(Records from a data collection)
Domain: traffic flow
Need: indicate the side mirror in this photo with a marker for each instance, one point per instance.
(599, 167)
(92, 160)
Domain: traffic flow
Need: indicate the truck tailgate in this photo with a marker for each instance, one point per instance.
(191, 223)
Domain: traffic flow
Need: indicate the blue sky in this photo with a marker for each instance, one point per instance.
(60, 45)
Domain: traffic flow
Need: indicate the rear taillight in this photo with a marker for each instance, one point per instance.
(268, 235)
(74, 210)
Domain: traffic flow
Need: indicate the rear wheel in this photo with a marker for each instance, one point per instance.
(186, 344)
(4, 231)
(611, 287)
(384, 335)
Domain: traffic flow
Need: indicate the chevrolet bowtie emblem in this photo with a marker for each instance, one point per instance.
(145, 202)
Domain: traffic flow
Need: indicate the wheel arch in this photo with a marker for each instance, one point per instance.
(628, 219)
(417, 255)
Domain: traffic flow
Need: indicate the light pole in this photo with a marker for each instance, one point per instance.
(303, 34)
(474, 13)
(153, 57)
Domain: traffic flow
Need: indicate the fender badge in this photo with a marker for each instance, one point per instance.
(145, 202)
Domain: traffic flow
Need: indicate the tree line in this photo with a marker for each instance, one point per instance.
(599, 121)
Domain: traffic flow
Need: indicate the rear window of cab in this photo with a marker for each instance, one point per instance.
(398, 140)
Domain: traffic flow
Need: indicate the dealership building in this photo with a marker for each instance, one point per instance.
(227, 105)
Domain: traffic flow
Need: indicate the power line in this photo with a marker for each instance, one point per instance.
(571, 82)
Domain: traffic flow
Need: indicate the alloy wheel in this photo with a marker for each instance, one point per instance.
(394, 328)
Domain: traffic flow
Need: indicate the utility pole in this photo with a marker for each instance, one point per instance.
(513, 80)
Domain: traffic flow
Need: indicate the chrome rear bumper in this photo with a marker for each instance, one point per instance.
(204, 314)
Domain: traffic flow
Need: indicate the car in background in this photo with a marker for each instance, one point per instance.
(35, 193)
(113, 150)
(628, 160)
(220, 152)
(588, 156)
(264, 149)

- **WHAT IS BEING ASKED**
Provide all the records again, word for word.

- **SOLUTION TO THIS PROBLEM**
Domain: traffic flow
Need: indicate the side mirror in this photo with a marker for each instance, one point per instance.
(599, 167)
(92, 160)
Domain: traffic flow
Need: indicate the truck tailgate in this photo with a marker for each instance, one point per instance.
(191, 223)
Domain: traffic flow
Need: indicate the blue sky in this photo with a marker for each instance, one point per instance.
(60, 45)
Domain: traffic flow
Need: indicate the rear taillight in this photo with a marker for each instance, one point per instance.
(268, 235)
(74, 210)
Domain: traffic flow
Need: indicate the rear wheel in this photo with a marker for each instance, one point per instance.
(186, 344)
(4, 231)
(611, 287)
(384, 335)
Domain: traffic flow
Need: indicate the chevrolet bowtie emblem in this photo with a marker for each instance, one point per instance.
(145, 202)
Domain: traffic flow
Need: indicate the wheel arch in this photo with a marker for each instance, one point per instance.
(628, 219)
(417, 255)
Domain: traffic flow
Need: indicate the light pole in this photo with a marker for each instance, one point per instance.
(303, 34)
(474, 13)
(153, 57)
Domain: traffic flow
Need: indicate the fender badge in this photo with a marker for each instance, one point per instance.
(145, 202)
Domain: traffic flow
Need: indicate the tree line in this photo with a marker for each instance, one point per instance.
(599, 121)
Domain: traffic flow
Need: indicate the rear window of cab in this photo with a marker for each instance, one point per instance.
(398, 140)
Domain: traffic flow
Need: indicate the dealership building in this photo with a marker for each instance, one point per instance.
(227, 105)
Domain: traffic flow
Need: indicate the power line in this photo with a marker for each instance, one point per instance.
(571, 82)
Domain: traffic flow
Need: indicate the alloy wheel in this photo with a marker for each instance, one point per instance.
(394, 328)
Domain: traffic flow
Need: indicate the utility pole in this photo with a marker for each instance, one point per instance.
(513, 80)
Domain: traffic flow
Need: indicate the chrome rear bumper in this photo with a marker for each instance, one point per instance.
(204, 314)
Domain: traffic flow
Need: indicate the car in background in this photo with a marker for each instance, one point per instance.
(35, 193)
(113, 150)
(628, 160)
(220, 152)
(588, 156)
(264, 149)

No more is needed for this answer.